**Passage to read**:
As described above, the viscosity of the imprint material 3 at the predetermined position other than the pattern region is increased to be higher than the viscosity of the imprint material 3 in the pattern region before the mold 4 is brought into contact with the imprint material 3 in the pattern region on the substrate 2. In this manner, the mold mark 6 is unlikely to be filled with the imprint material 3 when the mold 4 is brought into contact with the imprint material 3, and it is thus possible to continue the positioning. Note that it is desirable to increase the viscosity of the imprint material 3 at the predetermined position to obtain such viscosity that the recessed portion of the mold mark 6 is not completely filled with the imprint material 3 even after twice the time required to form the pattern of the mold 4 on the imprint material 3 elapses, for example.

Returning to FIG. 8, the processing proceeds to S805 next. However, since Steps S805 to S808 are similar to Steps S604 to S607 illustrated using FIG. 6, description thereof will be omitted.

By performing the aforementioned processes, it is not necessary to add a structure needed for the imprinting process in the related art to the mold mark 6. Also, if both the addition of a structure to the mold mark 6 and the method according to the first embodiment are employed together, the detection signal from the mold mark 6 becomes strong, and the mold mark 6 is more easily detected. In addition, since it is possible to maintain the minimum necessary intensity of the signal for detecting moire even in a case in which signal intensity decreases due to wearing of the additional structure for the mold 4, this leads to elongation of the lifetime of the mold 4.

Note that, in a case in which the structure as described above is added to the mold mark 6, the amount of ultraviolet light (the amount of irradiation) used in the irradiation for hardening after transferring the pattern may decrease. If the amount of ultraviolet light decreases, the amount of irradiation for the hardening after the pattern transfer may become insufficient, and there is a possibility of this causing irregularity in a degree of hardening of the imprint material 3 and a failure occurring in the following processes. Therefore, the ultraviolet light 10 is irradiated in advance, and the total amount of irradiation light is controlled as in the first embodiment. It is thus possible to adjust a balance between the amount of ultraviolet light applied to the imprint material 3 in the region of the substrate mark 7 and the amount of ultraviolet light 10 applied to the pattern region other than the region of the substrate mark.

Also, there is a case in which a phenomenon of the imprint material 3 rising along the mold side surface when the mold 4 is brought into contact with the imprint material 3 occurs due to wettability of the side surface of the mold 4 and surface tension of the imprint material 3. If the imprint material 3 is irradiated with the ultraviolet light 10 and is hardened in the hardening process with the imprint material 3 rising, the imprint material 3 with a projecting shape remains at an end of the mold. In order to avoid this, the outer peripheral portion of the pattern region may be irradiated with the ultraviolet light 10 before the contact with the solution to harden the imprint material 3 or increase the viscosity thereof. In other words, the imprint material 3 in the region including the substrate mark 7 may be irradiated with the ultraviolet light 10 to increase the viscosity, and the outer peripheral portion in the pattern region may be irradiated with the ultraviolet light 10 in S803. At this time, the viscosity of the imprint material 3 in the outer peripheral portion of the pattern region may be increased to be higher than the viscosity of the imprint material 3 in the pattern region inside the outer peripheral portion before the hardening process. Also, in this case, the irradiation with the ultraviolet light 10 may be performed on both the outer peripheral portion of the pattern region and the inside of the pattern region in S806.

**Excerpted data**:
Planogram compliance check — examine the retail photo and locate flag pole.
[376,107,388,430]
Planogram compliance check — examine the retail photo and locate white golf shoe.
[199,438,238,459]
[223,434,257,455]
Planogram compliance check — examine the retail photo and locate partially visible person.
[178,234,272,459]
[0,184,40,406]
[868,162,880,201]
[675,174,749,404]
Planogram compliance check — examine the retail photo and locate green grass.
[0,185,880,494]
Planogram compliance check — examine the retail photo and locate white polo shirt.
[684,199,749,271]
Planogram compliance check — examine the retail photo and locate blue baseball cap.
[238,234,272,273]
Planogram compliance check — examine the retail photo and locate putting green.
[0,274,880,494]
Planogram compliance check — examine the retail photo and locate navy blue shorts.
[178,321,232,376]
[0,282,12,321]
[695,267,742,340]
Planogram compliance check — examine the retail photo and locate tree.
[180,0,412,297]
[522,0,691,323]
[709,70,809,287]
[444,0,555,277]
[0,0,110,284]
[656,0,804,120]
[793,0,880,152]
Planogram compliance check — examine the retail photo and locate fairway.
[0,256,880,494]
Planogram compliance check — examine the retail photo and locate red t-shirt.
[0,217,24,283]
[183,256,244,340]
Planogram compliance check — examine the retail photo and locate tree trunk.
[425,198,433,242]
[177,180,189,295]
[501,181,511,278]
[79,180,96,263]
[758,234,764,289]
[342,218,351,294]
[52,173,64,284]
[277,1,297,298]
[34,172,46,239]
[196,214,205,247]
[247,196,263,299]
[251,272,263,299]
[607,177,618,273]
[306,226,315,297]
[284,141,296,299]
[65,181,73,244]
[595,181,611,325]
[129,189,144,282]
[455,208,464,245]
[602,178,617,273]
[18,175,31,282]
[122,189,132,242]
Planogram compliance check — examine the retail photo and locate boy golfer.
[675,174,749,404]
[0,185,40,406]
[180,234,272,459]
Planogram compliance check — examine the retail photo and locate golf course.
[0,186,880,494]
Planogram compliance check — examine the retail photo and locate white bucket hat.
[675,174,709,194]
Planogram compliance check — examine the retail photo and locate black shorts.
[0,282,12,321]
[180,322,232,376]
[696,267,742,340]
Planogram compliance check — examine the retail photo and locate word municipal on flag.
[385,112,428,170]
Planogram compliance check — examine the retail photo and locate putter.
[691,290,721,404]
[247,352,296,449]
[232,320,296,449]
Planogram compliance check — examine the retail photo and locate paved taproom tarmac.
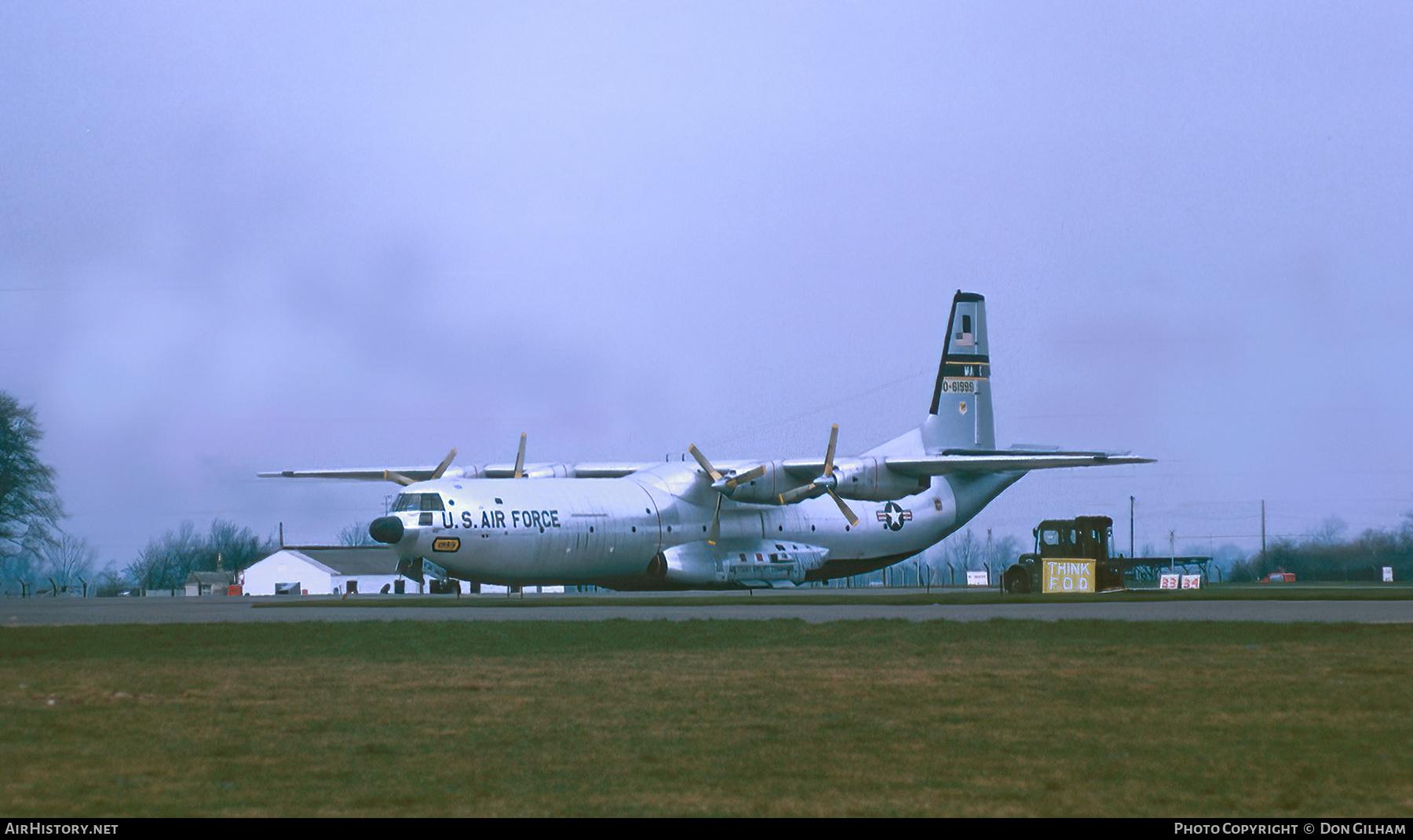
[0,590,1413,626]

**Task list**:
1/ According to the imprint passage, what is left at an end of the mold if the imprint material is hardened while it is rising along the mold side surface?
2/ From the imprint passage, output the stretch from "By performing the" through "the mold 4." word for word.
The listing isn't needed for this work.

**The answers**:
1/ Imprint material with a projecting shape.

2/
By performing the aforementioned processes, it is not necessary to add a structure needed for the imprinting process in the related art to the mold mark 6. Also, if both the addition of a structure to the mold mark 6 and the method according to the first embodiment are employed together, the detection signal from the mold mark 6 becomes strong, and the mold mark 6 is more easily detected. In addition, since it is possible to maintain the minimum necessary intensity of the signal for detecting moire even in a case in which signal intensity decreases due to wearing of the additional structure for the mold 4, this leads to elongation of the lifetime of the mold 4.